▶ **Instrução de trabalho 1**
Localize nos registros todas as linhas que contêm a palavra "clicks" e copie cada uma delas.

▶ **Trecho fornecido**

* * * * *

Toda Lisboa ficou preocupada. No
círculo mais aristocrático da cidade,
um velho diplomata, vivido e sofrido
no mundo e nas mulheres, veio a saber
que o estrago fora feito na altura dos
quadris. Onde, exatamente, ninguém
sabia.
Penalizado, o velho fauno suspirou:
""Na melhor parte, sei o que estou dizendo, na melhor parte..." (estou citando de memória, as palavras podem
não ser essas).
Minha agonia era dupla: primeiro,
por não saber em que altura dos quadris o ferro em brasa queimara a mulher; segundo, e principalmente, qual
seria essa melhor parte de uma mulher, não da heroína de Eça, mas de
qualquer mulher.
Aliás, não tenho certeza se o Eça
usou a palavra ""parte" ou ""naco".
Acho que naco é mais suculento.
Mas que naco seria esse? Dando de
barato que o velho sátiro fosse um entendido, deve-se supor que ele sabia o
que estava dizendo. Volta e meia, me
surpreendo pensando nesse trecho de
""Os Maias" e descubro que, ao contrário do fauno inventado pelo Eça, eu
vou mudando de opinião de acordo
com o tempo, a oportunidade e a mulher.
Quanto à oportunidade, quando se
tem a mulher inteira, todos os pedaços
parecem bons. Quanto ao tempo,
quando era jovem, o que mais me
atraía eram o rosto, os cabelos, os
olhos, o modo de andar. Com a chegada dos anos, acho que fui ficando parecido com o sátiro do Eça e aos poucos me fixei provavelmente na mesma
região avariada pelo ferro de passar
roupa.
Finalmente, quanto à mulher, ela
nem sempre necessita ter parte alguma, ou melhor, nem é parte. É um todo que constitui o melhor.

* * * * *

▶ **Registros da tarefa**
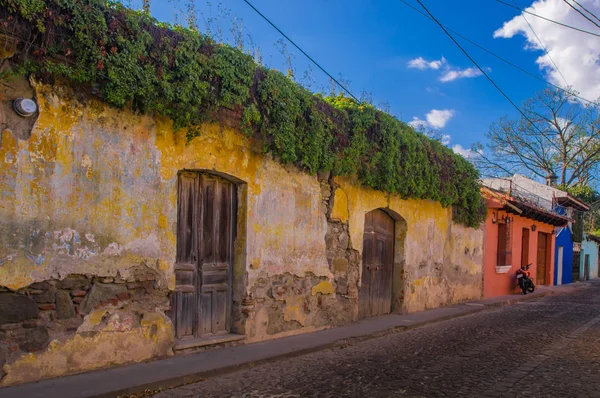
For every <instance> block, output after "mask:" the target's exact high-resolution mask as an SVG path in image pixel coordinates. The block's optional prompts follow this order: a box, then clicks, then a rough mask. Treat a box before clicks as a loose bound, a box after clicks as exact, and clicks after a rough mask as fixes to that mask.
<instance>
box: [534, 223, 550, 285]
mask: <svg viewBox="0 0 600 398" xmlns="http://www.w3.org/2000/svg"><path fill="white" fill-rule="evenodd" d="M537 252H538V253H537V254H538V256H537V270H536V284H537V285H545V284H546V264H547V256H548V234H545V233H543V232H539V233H538V250H537Z"/></svg>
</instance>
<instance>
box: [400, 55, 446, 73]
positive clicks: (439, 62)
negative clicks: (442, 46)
mask: <svg viewBox="0 0 600 398" xmlns="http://www.w3.org/2000/svg"><path fill="white" fill-rule="evenodd" d="M445 64H446V58H444V57H442V58H441V59H439V60H436V61H426V60H425V59H423V57H419V58H415V59H411V60H410V61H408V67H409V68H415V69H420V70H424V69H434V70H437V69H440V68H441V67H442V66H443V65H445Z"/></svg>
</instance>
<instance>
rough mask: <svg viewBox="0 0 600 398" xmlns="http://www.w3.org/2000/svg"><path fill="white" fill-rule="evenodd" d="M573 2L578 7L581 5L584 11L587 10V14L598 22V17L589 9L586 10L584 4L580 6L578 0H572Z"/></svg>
mask: <svg viewBox="0 0 600 398" xmlns="http://www.w3.org/2000/svg"><path fill="white" fill-rule="evenodd" d="M573 3H575V4H577V5H578V6H579V7H581V8H582V9H583V10H584V11H585V12H587V13H588V14H590V15H591V16H592V17H594V18H595V19H596V20H597V21H598V22H600V18H598V17H597V16H596V15H595V14H594V13H593V12H591V11H590V10H588V9H587V8H585V7H584V6H582V5H581V4H579V2H577V0H573Z"/></svg>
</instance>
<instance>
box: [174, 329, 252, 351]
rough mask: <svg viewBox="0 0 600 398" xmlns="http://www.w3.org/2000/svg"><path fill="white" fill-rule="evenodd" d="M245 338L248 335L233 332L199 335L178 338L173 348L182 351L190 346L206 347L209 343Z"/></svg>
mask: <svg viewBox="0 0 600 398" xmlns="http://www.w3.org/2000/svg"><path fill="white" fill-rule="evenodd" d="M245 338H246V335H244V334H233V333H228V334H219V335H215V336H205V337H197V338H194V339H185V340H178V341H176V342H175V346H174V347H173V349H174V350H175V351H181V350H187V349H190V348H198V347H204V346H209V345H217V344H224V343H230V342H232V341H239V340H244V339H245Z"/></svg>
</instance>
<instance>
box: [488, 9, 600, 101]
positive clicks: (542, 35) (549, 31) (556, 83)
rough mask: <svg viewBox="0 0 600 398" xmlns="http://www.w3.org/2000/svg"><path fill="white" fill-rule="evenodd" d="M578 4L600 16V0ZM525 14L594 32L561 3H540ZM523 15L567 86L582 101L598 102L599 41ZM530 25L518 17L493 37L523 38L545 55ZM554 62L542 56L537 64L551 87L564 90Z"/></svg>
mask: <svg viewBox="0 0 600 398" xmlns="http://www.w3.org/2000/svg"><path fill="white" fill-rule="evenodd" d="M578 2H579V3H580V4H581V5H582V6H583V7H585V8H587V9H588V10H590V11H591V12H592V13H594V14H596V15H600V1H599V0H578ZM526 10H527V11H529V12H532V13H535V14H538V15H542V16H544V17H546V18H549V19H552V20H555V21H558V22H561V23H563V24H567V25H571V26H575V27H577V28H580V29H584V30H589V31H594V27H593V26H592V25H591V24H590V23H589V21H587V20H586V19H584V18H583V17H582V16H581V15H580V14H578V13H577V12H576V11H575V10H573V9H572V8H571V7H569V6H568V5H567V4H566V3H565V2H564V1H562V0H537V1H535V2H534V3H533V4H532V5H531V6H529V7H528V8H526ZM524 15H525V18H527V21H529V23H530V24H531V26H532V27H533V30H534V31H535V32H536V33H537V36H538V37H539V38H540V40H541V42H542V43H543V45H544V47H546V49H547V50H548V52H549V53H550V56H551V57H552V60H553V61H554V63H556V66H557V67H558V69H559V70H560V72H562V74H563V76H564V77H565V80H566V81H567V83H568V84H569V85H570V86H572V87H573V88H575V89H576V90H577V91H579V92H580V93H581V96H582V97H584V98H587V99H589V100H592V101H593V100H596V99H598V97H600V45H599V40H600V39H598V37H595V36H592V35H588V34H585V33H582V32H577V31H575V30H572V29H567V28H565V27H562V26H559V25H556V24H552V23H548V21H544V20H542V19H540V18H536V17H534V16H532V15H528V14H524ZM527 21H526V20H525V19H524V18H523V16H522V15H517V16H516V17H514V18H513V19H511V20H510V21H507V22H505V23H504V25H503V26H502V28H500V29H498V30H496V31H495V32H494V37H495V38H499V37H502V38H511V37H514V36H515V35H522V36H524V37H525V38H526V39H527V45H526V48H528V49H534V50H538V51H543V49H542V47H541V46H540V43H539V42H538V40H537V38H536V37H535V35H534V34H533V33H532V31H531V29H530V28H529V26H528V25H527ZM595 31H598V30H597V29H596V30H595ZM552 60H550V58H549V57H548V56H547V55H545V54H543V55H540V56H539V57H538V58H537V60H536V63H537V64H538V66H539V68H540V69H541V70H542V71H543V72H544V73H545V75H546V77H547V78H548V79H549V80H550V81H551V82H552V83H554V84H556V85H561V86H564V85H565V82H564V80H563V78H562V77H561V75H560V73H559V72H558V71H557V70H556V68H555V67H554V65H553V63H552Z"/></svg>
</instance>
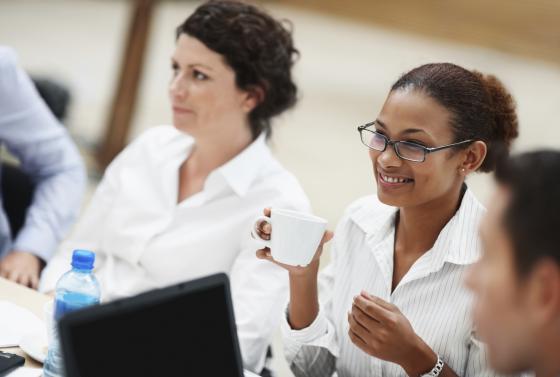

* * * * *

▶ **Instrução de trabalho 2**
Resuma o trecho sobre "Os Maias" em duas frases.

▶ **Espaço da resposta 1**
For every <instance> block, output after "mask:" the target's exact high-resolution mask as an SVG path in image pixel coordinates. The block's optional prompts follow this order: a box, then clicks, then a rough mask. Treat a box before clicks as a loose bound, a box after clicks as exact, and clicks after a rough mask as fixes to that mask.
positive clicks: (439, 62)
negative clicks: (442, 46)
positive clicks: (542, 35) (549, 31) (556, 83)

▶ **Espaço da resposta 2**
O trecho relembra a passagem de "Os Maias" em que um velho diplomata, ao saber que a heroína fora queimada por um ferro em brasa na altura dos quadris, lamenta que tenha sido "na melhor parte". Diz ainda que a opinião sobre qual seria essa parte muda com o tempo, a oportunidade e a mulher, e conclui que a mulher é um todo que constitui o melhor.